Stored data:

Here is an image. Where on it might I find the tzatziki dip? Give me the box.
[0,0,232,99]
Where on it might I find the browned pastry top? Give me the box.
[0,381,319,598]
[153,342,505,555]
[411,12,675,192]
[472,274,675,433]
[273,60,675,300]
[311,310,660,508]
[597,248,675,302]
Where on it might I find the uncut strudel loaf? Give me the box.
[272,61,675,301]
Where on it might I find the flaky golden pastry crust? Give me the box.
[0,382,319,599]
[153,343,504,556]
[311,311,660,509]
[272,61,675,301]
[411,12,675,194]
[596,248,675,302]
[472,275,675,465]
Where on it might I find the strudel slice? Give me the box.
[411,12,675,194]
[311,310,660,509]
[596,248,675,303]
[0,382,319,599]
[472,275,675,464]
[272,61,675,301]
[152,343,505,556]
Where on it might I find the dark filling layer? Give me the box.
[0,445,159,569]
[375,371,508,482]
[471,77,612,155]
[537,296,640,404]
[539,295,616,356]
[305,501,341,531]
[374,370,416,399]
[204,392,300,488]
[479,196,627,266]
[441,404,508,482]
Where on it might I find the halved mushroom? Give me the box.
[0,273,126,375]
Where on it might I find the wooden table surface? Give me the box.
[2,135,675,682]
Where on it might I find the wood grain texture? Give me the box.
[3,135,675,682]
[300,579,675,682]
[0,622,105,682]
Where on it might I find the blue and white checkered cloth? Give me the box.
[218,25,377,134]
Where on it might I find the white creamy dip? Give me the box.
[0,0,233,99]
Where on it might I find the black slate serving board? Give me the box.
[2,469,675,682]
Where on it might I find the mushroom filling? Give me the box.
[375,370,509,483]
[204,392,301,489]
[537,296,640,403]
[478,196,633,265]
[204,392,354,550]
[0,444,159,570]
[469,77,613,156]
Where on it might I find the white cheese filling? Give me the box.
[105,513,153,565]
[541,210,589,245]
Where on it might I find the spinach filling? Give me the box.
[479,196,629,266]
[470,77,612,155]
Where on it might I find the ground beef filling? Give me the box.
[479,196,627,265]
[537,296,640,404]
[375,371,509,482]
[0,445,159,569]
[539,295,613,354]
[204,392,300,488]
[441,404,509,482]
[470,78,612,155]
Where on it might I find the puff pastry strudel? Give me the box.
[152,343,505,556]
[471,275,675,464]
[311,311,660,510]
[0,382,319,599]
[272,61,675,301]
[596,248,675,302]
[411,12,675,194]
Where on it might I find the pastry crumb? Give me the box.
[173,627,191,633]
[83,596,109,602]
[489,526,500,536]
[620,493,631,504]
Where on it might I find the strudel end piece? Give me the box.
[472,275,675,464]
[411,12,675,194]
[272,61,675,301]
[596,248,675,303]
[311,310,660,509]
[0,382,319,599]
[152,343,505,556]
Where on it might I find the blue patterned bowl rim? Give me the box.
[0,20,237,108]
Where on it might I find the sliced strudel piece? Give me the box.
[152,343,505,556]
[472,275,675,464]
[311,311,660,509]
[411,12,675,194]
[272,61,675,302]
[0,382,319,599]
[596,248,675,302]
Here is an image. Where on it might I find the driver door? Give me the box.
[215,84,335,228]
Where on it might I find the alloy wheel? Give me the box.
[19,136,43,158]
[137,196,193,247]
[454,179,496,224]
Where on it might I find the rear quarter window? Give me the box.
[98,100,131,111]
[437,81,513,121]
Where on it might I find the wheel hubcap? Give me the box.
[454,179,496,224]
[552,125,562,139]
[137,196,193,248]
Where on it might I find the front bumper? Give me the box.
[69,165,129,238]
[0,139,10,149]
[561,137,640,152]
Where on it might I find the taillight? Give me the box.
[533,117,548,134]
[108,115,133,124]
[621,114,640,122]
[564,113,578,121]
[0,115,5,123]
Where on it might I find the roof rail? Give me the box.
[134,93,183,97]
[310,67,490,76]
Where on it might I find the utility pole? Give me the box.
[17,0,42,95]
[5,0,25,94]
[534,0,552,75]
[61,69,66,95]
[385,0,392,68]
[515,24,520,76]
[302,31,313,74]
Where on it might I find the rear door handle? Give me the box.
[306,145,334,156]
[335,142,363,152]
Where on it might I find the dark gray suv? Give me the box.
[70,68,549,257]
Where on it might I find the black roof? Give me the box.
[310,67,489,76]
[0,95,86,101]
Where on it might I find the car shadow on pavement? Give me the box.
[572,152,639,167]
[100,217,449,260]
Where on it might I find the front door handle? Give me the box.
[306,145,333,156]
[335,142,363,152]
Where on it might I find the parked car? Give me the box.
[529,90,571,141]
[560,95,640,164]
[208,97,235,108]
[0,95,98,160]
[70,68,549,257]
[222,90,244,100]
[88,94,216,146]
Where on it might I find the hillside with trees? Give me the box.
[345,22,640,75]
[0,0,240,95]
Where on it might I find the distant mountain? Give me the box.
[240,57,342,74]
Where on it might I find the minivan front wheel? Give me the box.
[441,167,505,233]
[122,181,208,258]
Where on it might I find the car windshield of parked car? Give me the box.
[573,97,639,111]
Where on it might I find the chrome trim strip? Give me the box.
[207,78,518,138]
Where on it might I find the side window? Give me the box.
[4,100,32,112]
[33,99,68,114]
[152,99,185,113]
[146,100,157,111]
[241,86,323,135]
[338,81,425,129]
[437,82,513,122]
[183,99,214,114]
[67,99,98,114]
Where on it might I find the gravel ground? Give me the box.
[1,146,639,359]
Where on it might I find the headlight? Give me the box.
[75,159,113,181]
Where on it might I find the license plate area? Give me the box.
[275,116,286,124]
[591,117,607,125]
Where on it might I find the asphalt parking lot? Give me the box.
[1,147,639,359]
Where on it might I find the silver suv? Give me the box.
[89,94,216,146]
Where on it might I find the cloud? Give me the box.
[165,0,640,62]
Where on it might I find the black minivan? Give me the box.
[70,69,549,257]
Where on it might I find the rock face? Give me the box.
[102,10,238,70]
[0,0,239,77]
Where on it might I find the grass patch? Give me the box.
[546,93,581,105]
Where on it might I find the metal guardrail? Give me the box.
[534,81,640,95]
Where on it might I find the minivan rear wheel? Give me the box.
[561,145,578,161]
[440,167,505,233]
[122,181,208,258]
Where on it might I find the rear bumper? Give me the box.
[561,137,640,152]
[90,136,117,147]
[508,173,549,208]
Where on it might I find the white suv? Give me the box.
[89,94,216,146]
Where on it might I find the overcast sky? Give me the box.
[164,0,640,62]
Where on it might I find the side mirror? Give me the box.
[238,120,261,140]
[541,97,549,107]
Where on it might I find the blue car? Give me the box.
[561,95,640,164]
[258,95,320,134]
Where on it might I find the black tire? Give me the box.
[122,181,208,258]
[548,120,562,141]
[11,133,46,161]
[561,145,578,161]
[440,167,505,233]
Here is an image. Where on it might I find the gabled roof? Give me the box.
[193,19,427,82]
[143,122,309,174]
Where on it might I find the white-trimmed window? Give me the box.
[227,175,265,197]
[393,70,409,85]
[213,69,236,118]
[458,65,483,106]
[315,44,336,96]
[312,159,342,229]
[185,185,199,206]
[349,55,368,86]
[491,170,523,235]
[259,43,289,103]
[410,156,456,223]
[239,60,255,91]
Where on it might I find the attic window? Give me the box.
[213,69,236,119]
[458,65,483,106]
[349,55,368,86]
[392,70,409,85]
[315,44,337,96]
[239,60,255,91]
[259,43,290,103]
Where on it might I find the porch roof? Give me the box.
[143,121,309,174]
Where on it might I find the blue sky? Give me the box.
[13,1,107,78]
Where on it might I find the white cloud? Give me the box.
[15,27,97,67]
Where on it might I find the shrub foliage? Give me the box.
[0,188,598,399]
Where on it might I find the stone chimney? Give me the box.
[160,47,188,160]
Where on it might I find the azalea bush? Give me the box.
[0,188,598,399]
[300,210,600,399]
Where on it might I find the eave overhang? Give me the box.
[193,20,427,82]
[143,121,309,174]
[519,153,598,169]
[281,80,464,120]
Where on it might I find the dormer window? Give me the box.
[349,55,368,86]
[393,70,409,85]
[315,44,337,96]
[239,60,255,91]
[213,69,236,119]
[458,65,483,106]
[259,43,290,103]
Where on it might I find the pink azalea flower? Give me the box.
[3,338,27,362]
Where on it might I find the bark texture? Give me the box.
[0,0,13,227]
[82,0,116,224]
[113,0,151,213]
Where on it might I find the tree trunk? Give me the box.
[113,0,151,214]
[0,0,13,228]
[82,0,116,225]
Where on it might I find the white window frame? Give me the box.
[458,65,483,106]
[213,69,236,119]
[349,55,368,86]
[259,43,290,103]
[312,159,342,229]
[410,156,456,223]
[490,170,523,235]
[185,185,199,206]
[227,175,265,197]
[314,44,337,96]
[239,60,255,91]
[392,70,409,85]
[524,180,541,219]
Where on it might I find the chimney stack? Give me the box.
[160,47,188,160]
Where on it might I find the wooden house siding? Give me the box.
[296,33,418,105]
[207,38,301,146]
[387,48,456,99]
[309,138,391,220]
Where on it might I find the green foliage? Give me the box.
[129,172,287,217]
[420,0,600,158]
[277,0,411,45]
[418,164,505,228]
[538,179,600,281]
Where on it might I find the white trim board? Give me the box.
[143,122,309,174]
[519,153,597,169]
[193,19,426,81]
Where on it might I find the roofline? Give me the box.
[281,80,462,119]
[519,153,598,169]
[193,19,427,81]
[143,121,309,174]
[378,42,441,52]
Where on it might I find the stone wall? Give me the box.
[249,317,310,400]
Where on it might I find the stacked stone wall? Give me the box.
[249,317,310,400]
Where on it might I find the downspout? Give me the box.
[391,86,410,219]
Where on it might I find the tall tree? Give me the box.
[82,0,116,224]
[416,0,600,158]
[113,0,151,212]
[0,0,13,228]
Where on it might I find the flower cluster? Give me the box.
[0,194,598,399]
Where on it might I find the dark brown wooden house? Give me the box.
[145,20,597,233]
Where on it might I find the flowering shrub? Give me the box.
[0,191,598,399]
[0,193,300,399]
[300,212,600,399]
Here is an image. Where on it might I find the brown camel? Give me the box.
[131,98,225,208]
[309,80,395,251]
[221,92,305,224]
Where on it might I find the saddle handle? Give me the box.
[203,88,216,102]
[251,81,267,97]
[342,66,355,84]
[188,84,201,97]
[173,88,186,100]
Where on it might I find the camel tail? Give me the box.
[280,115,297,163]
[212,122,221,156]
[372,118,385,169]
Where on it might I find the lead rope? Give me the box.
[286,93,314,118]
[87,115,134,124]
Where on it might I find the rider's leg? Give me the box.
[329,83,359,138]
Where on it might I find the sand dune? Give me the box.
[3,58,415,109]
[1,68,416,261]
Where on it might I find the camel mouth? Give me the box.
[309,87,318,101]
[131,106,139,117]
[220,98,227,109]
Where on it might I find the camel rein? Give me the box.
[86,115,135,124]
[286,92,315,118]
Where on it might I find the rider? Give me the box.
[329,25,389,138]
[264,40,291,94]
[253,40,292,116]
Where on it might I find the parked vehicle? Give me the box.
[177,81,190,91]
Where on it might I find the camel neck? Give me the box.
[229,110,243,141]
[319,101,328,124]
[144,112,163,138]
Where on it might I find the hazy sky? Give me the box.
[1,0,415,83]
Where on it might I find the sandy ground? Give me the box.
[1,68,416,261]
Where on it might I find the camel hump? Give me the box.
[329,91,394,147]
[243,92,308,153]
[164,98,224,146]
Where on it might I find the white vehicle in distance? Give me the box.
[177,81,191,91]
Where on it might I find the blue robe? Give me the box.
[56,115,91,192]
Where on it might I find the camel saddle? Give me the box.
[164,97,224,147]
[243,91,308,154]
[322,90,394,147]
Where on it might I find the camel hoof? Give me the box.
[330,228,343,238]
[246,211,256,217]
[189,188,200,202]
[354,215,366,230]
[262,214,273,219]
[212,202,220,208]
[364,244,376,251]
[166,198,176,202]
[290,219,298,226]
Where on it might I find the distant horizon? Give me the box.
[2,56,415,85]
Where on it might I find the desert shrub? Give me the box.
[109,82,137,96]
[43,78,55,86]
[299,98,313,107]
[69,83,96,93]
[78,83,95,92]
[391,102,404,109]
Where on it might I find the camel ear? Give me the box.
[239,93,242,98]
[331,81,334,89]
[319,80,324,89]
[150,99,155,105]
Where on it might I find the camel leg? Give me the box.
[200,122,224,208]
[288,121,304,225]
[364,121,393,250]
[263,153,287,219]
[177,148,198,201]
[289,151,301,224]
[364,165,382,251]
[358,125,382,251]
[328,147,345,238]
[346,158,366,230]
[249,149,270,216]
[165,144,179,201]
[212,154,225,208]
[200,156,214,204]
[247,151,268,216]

Work instruction: Produce exactly the lines from the one containing "Where on it might I find the camel neck?" through the final line of the records above, both included, and no others.

Exercise solution:
Where on it might I find the camel neck? Give me the box.
[229,110,243,141]
[319,101,328,124]
[144,112,163,138]
Where on it might I find the hazy sky? Give me the box.
[1,0,415,83]
Where on it might I find the sandy ground? Give me the box.
[1,68,416,261]
Where on it might I find the camel hump? Give me the box.
[329,91,394,147]
[243,92,308,153]
[164,98,224,146]
Where on it might I find the white vehicle in distance? Give me the box.
[177,81,191,91]
Where on it might I find the blue robe? Give me the box.
[56,115,91,192]
Where on it might I find the camel saddle? Give me the box.
[164,97,224,147]
[243,91,308,154]
[322,90,394,147]
Where on it might I find the camel hoof? Give me the box.
[330,228,343,238]
[246,211,256,217]
[189,188,200,202]
[354,215,366,230]
[262,214,273,219]
[212,202,220,208]
[364,244,376,251]
[166,198,176,202]
[290,219,298,226]
Where on it might I find the distant horizon? Give me the box.
[2,56,415,85]
Where on it might I find the desert shrub? Give me the box.
[109,82,137,96]
[43,78,55,86]
[299,98,313,107]
[69,83,96,93]
[78,83,95,92]
[391,102,404,109]
Where on it might I find the camel ear? Give me the box.
[239,93,242,98]
[331,81,334,89]
[319,80,324,89]
[150,99,155,105]
Where on it might I find the camel leg? Give me the box.
[200,122,224,208]
[288,121,304,225]
[364,121,393,250]
[263,153,287,219]
[177,148,198,201]
[289,151,301,224]
[364,165,382,251]
[358,125,382,251]
[328,147,345,238]
[346,158,366,230]
[249,149,270,216]
[165,144,179,201]
[212,154,225,208]
[200,156,214,204]
[247,151,268,216]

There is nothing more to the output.